* _STATED PROBLEM_:
Arrange the entries from the beginning up to and including the line containing "top-left (316, 59), bottom-right (468, 438)" as a two-column CSV with the header input,output. Give one row per entry, putting its text and its answer each in a single quoted field with line breaks replaced by spaces.

* _Detection entries_:

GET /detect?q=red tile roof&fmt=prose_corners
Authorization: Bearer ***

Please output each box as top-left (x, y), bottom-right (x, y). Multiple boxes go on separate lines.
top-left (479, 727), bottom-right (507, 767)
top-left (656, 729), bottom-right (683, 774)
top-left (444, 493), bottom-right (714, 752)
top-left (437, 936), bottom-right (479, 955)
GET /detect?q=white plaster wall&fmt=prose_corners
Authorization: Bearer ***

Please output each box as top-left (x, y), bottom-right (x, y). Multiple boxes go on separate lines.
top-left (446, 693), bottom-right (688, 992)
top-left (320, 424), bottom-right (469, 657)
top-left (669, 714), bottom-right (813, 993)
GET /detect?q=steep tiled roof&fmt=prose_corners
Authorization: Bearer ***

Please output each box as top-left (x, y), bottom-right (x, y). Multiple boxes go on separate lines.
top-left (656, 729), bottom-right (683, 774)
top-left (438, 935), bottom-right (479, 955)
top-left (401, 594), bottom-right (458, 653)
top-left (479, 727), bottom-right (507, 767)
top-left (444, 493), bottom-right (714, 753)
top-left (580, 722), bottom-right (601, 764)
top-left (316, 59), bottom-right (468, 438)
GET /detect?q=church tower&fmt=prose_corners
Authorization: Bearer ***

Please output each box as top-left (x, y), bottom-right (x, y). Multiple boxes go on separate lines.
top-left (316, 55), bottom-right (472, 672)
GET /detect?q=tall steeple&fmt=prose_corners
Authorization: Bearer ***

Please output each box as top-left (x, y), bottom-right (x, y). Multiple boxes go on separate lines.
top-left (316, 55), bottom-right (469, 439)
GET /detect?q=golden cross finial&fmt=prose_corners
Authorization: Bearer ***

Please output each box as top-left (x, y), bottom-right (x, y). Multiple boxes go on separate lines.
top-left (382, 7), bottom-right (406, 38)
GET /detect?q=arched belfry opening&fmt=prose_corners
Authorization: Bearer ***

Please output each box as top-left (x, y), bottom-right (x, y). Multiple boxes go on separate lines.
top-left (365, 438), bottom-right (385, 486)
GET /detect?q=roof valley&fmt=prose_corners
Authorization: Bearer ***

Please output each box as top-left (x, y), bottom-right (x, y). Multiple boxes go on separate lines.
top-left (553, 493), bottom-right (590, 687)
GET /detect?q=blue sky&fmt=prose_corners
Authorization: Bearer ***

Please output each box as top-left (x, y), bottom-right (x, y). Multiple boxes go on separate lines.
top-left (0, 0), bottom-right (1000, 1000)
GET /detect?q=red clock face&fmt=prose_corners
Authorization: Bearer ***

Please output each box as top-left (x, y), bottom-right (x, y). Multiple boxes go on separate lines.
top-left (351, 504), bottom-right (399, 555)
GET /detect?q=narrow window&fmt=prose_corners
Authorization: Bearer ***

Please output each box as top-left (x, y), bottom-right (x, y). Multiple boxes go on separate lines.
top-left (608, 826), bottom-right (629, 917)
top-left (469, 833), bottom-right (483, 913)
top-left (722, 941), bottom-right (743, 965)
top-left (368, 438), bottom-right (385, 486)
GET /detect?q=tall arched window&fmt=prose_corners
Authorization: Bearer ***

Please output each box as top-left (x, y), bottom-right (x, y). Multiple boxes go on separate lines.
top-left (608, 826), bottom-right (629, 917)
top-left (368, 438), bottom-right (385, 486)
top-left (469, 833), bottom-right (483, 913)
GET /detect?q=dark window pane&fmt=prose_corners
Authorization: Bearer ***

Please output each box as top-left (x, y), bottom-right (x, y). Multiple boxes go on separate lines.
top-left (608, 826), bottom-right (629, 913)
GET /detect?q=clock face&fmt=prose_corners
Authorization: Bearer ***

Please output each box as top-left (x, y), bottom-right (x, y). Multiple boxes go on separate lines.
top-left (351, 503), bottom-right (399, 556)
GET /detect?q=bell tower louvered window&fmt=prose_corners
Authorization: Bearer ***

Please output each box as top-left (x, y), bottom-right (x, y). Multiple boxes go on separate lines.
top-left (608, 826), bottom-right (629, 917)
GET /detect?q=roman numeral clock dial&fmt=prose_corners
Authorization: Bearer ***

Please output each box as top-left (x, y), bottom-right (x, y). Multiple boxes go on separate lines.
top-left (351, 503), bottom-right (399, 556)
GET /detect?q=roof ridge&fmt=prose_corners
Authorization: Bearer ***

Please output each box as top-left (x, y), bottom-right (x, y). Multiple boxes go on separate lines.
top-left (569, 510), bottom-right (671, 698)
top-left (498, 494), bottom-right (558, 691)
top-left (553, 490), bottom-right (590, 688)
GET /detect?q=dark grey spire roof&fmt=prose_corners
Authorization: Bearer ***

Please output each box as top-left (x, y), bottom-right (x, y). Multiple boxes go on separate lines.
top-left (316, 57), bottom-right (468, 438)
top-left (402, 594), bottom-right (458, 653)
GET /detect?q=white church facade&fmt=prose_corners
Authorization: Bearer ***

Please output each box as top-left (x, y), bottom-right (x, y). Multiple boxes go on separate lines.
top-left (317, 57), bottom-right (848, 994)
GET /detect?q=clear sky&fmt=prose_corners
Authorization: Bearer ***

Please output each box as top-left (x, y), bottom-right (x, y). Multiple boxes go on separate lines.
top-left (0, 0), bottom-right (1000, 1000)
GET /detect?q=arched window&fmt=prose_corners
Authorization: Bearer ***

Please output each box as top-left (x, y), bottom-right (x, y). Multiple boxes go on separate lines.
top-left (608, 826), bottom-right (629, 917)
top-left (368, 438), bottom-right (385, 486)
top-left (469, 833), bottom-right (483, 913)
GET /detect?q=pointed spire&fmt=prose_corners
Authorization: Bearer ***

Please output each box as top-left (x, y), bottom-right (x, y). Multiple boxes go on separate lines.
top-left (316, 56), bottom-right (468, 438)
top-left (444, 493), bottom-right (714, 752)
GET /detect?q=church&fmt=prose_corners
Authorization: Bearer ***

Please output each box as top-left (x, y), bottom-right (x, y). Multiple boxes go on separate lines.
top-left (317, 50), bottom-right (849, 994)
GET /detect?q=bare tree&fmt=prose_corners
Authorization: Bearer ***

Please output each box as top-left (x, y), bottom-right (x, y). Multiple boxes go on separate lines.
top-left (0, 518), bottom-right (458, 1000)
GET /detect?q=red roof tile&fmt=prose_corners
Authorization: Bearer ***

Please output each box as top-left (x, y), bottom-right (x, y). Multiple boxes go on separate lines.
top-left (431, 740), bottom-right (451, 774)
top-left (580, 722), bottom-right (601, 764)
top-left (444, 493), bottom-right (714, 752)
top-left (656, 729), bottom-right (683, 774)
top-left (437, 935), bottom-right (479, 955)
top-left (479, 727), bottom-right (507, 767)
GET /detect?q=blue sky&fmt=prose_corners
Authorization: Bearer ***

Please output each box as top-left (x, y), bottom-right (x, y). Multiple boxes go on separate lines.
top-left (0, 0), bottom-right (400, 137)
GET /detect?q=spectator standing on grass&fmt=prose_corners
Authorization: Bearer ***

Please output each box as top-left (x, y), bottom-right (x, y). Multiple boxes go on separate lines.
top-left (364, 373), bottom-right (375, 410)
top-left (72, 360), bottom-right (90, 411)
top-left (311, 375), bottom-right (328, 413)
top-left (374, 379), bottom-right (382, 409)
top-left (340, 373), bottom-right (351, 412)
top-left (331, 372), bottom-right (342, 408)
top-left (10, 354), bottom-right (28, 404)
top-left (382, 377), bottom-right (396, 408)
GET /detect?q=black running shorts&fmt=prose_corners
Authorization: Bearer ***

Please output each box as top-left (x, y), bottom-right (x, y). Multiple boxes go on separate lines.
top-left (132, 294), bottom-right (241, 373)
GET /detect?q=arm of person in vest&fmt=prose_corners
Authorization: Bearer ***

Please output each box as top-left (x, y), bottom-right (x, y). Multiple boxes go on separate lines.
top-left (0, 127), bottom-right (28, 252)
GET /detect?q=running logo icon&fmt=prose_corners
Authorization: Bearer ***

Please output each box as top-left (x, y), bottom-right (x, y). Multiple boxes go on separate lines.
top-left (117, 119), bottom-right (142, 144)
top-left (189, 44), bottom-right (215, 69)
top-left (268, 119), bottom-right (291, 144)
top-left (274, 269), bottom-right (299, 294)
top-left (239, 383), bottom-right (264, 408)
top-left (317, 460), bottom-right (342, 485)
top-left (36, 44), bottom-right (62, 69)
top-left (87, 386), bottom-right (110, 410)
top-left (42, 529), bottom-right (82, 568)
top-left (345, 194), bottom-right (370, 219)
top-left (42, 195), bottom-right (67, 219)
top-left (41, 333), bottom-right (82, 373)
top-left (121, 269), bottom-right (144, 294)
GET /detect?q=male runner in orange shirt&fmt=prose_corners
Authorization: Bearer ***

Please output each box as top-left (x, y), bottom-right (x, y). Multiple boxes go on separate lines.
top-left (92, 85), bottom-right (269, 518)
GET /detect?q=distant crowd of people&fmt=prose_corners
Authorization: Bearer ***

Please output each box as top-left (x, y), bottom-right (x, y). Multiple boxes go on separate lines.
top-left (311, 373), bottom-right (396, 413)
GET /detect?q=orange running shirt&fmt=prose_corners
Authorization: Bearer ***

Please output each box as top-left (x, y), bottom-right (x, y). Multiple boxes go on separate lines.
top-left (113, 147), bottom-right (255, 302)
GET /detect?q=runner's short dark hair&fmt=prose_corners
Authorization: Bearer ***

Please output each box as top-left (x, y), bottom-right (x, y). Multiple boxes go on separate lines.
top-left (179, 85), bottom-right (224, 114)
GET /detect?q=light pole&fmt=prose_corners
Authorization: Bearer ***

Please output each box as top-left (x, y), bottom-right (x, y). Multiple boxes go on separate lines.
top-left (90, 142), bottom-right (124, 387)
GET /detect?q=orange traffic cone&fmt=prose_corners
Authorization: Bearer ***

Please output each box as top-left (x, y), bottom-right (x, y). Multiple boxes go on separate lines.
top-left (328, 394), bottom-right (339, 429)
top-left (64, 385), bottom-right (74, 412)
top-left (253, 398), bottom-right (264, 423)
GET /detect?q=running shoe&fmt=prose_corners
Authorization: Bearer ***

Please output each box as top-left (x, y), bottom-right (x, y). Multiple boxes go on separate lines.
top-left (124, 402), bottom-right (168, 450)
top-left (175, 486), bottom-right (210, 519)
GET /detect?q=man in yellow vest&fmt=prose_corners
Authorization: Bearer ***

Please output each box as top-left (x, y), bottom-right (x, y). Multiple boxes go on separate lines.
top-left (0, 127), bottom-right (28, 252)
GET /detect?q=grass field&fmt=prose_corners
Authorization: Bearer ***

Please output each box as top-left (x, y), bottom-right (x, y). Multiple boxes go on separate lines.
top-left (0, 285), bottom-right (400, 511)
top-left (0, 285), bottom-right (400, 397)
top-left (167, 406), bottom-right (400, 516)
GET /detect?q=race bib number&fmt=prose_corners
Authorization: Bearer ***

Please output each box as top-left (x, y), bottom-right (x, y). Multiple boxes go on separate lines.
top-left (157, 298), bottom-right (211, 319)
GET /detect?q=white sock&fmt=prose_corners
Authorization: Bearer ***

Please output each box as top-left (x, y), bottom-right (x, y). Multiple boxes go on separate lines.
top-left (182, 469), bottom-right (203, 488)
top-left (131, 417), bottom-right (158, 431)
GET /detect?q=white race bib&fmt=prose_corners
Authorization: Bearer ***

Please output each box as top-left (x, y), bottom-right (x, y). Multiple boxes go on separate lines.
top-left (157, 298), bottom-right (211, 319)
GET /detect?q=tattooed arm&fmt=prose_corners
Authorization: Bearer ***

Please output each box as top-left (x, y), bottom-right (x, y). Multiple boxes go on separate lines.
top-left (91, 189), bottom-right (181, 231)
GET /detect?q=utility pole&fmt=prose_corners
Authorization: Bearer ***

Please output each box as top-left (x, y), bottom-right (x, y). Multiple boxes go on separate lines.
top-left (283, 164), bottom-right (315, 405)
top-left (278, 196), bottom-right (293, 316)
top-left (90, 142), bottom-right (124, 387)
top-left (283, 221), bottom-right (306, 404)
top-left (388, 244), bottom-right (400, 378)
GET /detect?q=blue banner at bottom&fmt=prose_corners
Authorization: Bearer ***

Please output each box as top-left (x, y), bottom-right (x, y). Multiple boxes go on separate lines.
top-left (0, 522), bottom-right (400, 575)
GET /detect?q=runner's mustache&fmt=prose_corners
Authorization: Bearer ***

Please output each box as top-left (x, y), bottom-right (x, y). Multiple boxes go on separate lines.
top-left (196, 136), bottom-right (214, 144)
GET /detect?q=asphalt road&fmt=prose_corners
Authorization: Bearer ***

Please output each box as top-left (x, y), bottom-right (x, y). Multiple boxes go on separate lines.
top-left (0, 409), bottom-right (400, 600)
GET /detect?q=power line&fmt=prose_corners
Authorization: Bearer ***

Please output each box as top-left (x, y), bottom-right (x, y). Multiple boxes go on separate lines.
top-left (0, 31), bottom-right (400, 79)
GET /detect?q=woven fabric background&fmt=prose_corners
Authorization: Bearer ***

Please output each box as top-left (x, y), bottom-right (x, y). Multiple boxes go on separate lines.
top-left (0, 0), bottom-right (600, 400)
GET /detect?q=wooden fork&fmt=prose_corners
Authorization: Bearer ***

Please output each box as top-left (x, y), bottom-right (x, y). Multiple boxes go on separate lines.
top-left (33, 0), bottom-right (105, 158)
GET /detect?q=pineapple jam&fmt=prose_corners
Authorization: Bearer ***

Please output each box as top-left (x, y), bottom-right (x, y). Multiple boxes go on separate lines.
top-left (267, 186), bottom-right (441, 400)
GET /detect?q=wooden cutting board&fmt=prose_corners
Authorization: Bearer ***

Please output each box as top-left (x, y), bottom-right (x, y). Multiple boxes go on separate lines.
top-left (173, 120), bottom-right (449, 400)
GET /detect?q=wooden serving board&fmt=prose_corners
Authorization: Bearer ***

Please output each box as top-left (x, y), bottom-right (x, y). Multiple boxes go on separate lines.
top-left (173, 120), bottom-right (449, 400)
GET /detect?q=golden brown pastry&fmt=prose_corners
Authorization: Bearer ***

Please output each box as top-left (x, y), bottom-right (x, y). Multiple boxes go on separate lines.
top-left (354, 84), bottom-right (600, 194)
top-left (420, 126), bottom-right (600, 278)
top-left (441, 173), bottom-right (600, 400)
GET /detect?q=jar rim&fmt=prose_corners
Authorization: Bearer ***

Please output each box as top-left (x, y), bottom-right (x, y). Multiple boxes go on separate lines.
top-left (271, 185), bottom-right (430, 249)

* _COMPLETE OUTPUT_:
input,output
"GET /detect?q=red tile roof&fmt=prose_corners Authorization: Bearer *** Please output each box as top-left (x, y), bottom-right (x, y). Multiple boxes go on separate lines.","top-left (479, 727), bottom-right (507, 767) top-left (656, 729), bottom-right (683, 774) top-left (444, 493), bottom-right (714, 752) top-left (437, 936), bottom-right (479, 955)"
"GET /detect?q=white plaster wall&fmt=prose_corners Authorization: Bearer *** Please output each box as top-left (x, y), bottom-right (x, y). Multiple boxes go on separate lines.","top-left (446, 693), bottom-right (688, 992) top-left (320, 424), bottom-right (469, 657) top-left (669, 714), bottom-right (813, 993)"
"GET /detect?q=steep tiled roof&fmt=prose_corners Authorization: Bearer *** Please output each box as top-left (x, y), bottom-right (x, y). Multiple boxes go on separate lines.","top-left (656, 729), bottom-right (683, 774) top-left (438, 935), bottom-right (479, 955) top-left (401, 594), bottom-right (458, 653) top-left (479, 727), bottom-right (507, 767) top-left (444, 493), bottom-right (714, 753) top-left (580, 722), bottom-right (601, 764) top-left (316, 59), bottom-right (468, 438)"